start Extracted information
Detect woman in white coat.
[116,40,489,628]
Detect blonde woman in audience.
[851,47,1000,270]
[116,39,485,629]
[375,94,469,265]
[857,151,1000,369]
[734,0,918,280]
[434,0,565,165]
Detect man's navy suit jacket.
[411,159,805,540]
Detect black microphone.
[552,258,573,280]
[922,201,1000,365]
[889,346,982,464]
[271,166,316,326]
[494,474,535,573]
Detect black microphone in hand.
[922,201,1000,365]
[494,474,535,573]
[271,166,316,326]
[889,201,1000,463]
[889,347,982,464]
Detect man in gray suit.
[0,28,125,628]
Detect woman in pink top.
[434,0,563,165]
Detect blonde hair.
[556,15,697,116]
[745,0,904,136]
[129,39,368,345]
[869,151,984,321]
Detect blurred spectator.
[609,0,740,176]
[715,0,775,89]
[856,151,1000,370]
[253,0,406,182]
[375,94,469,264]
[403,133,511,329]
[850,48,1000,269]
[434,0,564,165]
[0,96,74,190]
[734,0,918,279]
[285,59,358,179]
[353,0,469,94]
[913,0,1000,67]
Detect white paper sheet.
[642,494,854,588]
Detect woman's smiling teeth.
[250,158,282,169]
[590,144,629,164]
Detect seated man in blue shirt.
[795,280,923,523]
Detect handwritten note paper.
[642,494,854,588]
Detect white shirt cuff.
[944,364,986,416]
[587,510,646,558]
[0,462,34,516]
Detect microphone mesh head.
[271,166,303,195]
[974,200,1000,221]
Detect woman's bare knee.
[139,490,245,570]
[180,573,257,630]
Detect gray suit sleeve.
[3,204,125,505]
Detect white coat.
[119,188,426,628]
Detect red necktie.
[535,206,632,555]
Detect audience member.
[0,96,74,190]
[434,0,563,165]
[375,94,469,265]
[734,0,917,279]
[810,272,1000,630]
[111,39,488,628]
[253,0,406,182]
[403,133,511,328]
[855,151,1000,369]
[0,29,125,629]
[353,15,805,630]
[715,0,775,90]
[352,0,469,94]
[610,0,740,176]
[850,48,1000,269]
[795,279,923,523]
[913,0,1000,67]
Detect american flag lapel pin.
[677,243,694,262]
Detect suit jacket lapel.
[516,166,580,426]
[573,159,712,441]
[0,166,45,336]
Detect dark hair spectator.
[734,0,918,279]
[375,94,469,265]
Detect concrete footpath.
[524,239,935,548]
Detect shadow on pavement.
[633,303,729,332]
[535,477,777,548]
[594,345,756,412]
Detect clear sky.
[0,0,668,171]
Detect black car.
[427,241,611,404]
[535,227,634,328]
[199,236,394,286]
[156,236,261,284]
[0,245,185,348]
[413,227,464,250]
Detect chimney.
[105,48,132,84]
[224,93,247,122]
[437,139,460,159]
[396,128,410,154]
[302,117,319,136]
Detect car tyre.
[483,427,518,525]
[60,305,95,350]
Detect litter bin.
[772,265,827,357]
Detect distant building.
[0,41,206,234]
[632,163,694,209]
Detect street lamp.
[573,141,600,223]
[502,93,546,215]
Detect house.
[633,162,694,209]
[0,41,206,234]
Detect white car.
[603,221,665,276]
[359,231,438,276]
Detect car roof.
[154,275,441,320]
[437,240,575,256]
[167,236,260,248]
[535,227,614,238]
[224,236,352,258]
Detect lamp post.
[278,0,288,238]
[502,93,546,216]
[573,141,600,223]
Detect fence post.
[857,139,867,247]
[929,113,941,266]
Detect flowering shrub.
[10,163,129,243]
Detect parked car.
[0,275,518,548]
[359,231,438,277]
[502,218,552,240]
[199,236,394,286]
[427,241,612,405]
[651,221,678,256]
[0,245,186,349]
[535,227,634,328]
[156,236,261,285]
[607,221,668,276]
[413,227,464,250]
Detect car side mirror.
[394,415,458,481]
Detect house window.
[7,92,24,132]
end Extracted information
Exercise directions: Find every row above that contains the word "lapel", with case counting, and copy each of those rows in full.

Written answer:
Detect american flag lapel pin.
Detect suit jacket lapel.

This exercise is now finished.